→ **TASK INSTRUCTIONS**: Output the data that follows exactly, line for line.

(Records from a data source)
********

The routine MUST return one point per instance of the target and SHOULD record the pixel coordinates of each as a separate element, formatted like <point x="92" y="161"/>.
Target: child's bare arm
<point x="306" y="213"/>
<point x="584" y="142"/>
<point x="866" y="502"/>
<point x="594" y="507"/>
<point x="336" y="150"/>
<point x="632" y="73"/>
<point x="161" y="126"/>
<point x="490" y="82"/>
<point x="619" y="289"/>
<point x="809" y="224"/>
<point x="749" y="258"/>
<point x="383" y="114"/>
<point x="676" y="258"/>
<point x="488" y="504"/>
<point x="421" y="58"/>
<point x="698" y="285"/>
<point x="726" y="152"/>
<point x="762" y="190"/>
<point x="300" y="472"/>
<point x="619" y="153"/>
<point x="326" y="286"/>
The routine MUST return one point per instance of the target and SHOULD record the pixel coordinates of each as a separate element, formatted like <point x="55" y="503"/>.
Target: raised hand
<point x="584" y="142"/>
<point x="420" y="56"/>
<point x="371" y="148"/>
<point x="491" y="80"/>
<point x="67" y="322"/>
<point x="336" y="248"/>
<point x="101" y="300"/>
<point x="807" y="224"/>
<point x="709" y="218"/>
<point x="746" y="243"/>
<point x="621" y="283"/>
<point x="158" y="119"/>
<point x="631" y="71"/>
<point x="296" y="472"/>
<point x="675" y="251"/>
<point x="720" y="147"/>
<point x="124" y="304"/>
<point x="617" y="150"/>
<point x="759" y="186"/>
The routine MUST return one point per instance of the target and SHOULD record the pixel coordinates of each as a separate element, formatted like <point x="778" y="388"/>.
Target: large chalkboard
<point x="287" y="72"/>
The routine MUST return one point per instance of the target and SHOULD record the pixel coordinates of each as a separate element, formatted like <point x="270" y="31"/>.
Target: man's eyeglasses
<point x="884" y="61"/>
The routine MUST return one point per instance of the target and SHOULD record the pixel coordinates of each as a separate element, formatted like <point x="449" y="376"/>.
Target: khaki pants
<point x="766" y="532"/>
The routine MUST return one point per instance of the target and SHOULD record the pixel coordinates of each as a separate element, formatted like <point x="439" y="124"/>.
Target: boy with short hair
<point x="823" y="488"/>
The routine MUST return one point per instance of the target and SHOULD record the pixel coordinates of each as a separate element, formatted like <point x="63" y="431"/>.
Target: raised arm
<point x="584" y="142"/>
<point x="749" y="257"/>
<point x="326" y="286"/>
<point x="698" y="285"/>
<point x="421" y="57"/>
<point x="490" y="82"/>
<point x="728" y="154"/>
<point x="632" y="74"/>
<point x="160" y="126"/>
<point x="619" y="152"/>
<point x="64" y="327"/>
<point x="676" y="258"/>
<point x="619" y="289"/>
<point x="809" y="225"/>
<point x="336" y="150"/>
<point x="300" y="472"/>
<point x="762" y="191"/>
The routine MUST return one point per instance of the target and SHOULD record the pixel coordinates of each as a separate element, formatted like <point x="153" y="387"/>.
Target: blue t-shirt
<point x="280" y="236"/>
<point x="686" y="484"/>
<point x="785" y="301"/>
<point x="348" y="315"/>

********

→ **TASK OUTPUT**:
The routine MUST return one point per instance of the target and SHOULD record the pixel coordinates of each as a separate element, formatted like <point x="92" y="161"/>.
Target: child's bare arm
<point x="306" y="213"/>
<point x="584" y="142"/>
<point x="866" y="502"/>
<point x="594" y="507"/>
<point x="336" y="150"/>
<point x="632" y="73"/>
<point x="161" y="126"/>
<point x="490" y="82"/>
<point x="619" y="289"/>
<point x="809" y="224"/>
<point x="749" y="258"/>
<point x="383" y="114"/>
<point x="676" y="258"/>
<point x="488" y="504"/>
<point x="421" y="58"/>
<point x="698" y="285"/>
<point x="726" y="152"/>
<point x="762" y="190"/>
<point x="300" y="472"/>
<point x="619" y="153"/>
<point x="326" y="286"/>
The routine MUST return one point per instance of the target and SHOULD record the pixel coordinates of each as a separate element, formatted like <point x="55" y="503"/>.
Target: raised hand
<point x="584" y="142"/>
<point x="420" y="56"/>
<point x="371" y="148"/>
<point x="491" y="80"/>
<point x="67" y="322"/>
<point x="336" y="248"/>
<point x="101" y="300"/>
<point x="807" y="224"/>
<point x="709" y="218"/>
<point x="746" y="243"/>
<point x="621" y="283"/>
<point x="158" y="119"/>
<point x="631" y="71"/>
<point x="296" y="472"/>
<point x="675" y="251"/>
<point x="720" y="147"/>
<point x="124" y="304"/>
<point x="617" y="150"/>
<point x="759" y="186"/>
The routine MUST return one point per instance of the target and SHOULD record the pixel coordinates of each as a separate element, formatted like <point x="778" y="388"/>.
Target: large chalkboard
<point x="287" y="72"/>
The routine MUST return one point per instance of the target and SHOULD record the pixel coordinates of each as a separate element, formatted like <point x="270" y="31"/>.
Target: man's eyeglasses
<point x="884" y="61"/>
The routine MUST return one point per instance of the target and SHOULD record the pixel coordinates of each as a separate element, formatted like <point x="449" y="376"/>.
Target: khaki pants
<point x="766" y="532"/>
The routine MUST return one point per instance of the target and SHOULD record the pixel coordinates of each as a separate element, formatted like <point x="439" y="124"/>.
Target: boy with short hair
<point x="823" y="488"/>
The routine MUST return one point per instance of the target and SHOULD record the pixel coordinates of each as a separate element, formatted like <point x="63" y="431"/>.
Target: raised arm
<point x="584" y="142"/>
<point x="749" y="257"/>
<point x="326" y="286"/>
<point x="698" y="285"/>
<point x="421" y="57"/>
<point x="490" y="82"/>
<point x="728" y="154"/>
<point x="632" y="74"/>
<point x="160" y="126"/>
<point x="619" y="152"/>
<point x="64" y="327"/>
<point x="676" y="258"/>
<point x="619" y="289"/>
<point x="809" y="225"/>
<point x="336" y="150"/>
<point x="300" y="472"/>
<point x="762" y="191"/>
The routine MUST return one point per instance of the target and SHOULD record the pixel coordinates of each as a separate element, formatted like <point x="153" y="387"/>.
Target: blue t-shirt
<point x="280" y="236"/>
<point x="686" y="484"/>
<point x="785" y="301"/>
<point x="348" y="315"/>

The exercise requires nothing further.